Case Summary: The Collateral Source Rule in North Carolina



Medicaid Liens: The Collateral Source Rule

Cates v. Wilson, 321 N.C. 1 (1987)
Supreme Court of North Carolina

Background

Cates v. Wilson arose out of the circumstances surrounding the birth of Morgan Reed Cates, daughter of Joyce Cates. Morgan was born with cerebral palsy and mental retardation. The mother and child, as plaintiffs, brought a medical malpractice action against Doctor Stanley Wilson (defendant).

Procedural History

At trial, the defense moved for a directed verdict against the plaintiffs. The jury ultimately found that Morgan Cates suffered no injury as a result of any negligence on the part of the doctor. Upon appeal to the North Carolina Court of Appeals, the court ordered a new trial. However, the defendant, seeking further review, appealed to the North Carolina Supreme Court.

Facts

Joyce Cates was under the treatment and care of Dr. Wilson. Cates originally sought the doctor’s help in reducing her weight, but when she was evaluated by the doctor she was found to be pregnant. When Cates’ daughter Morgan was delivered, she was severely handicapped. The plaintiff then filed a complaint alleging medical malpractice against the doctor. At the close of the trial, the jury found that the doctor was not negligent in providing Cates’ care.

Governing Law

The Collateral Source Rule provides that a plaintiff’s recovery may not be reduced because a source collateral to the defendant, such as the plaintiff’s family, employer, or insurance company, paid the plaintiff’s expenses. The collateral source rule also includes those sources which provide certain benefits to society, such as Medicaid. Medicaid, which at its essence is social legislation, equates to health insurance for those in need or disabled, and acts just as any other health insurance plan would.

This rule especially applies to payments made by Medicaid, as North Carolina law entitles the State to reimbursement for medical expenses made on a plaintiff’s behalf and prevents any type of windfall profit for the plaintiff.

▶ **SOURCE MATERIAL**:
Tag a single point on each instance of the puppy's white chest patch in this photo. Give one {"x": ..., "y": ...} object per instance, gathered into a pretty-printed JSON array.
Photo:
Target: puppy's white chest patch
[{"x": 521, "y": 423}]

▶ **YOUR OBJECTIVE**: Reproduce the case summary word for word, starting with "Supreme Court of" and going on through "Stanley Wilson (defendant).".

▶ **WRITTEN REPLY**:
Supreme Court of North Carolina

Background

Cates v. Wilson arose out of the circumstances surrounding the birth of Morgan Reed Cates, daughter of Joyce Cates. Morgan was born with cerebral palsy and mental retardation. The mother and child, as plaintiffs, brought a medical malpractice action against Doctor Stanley Wilson (defendant).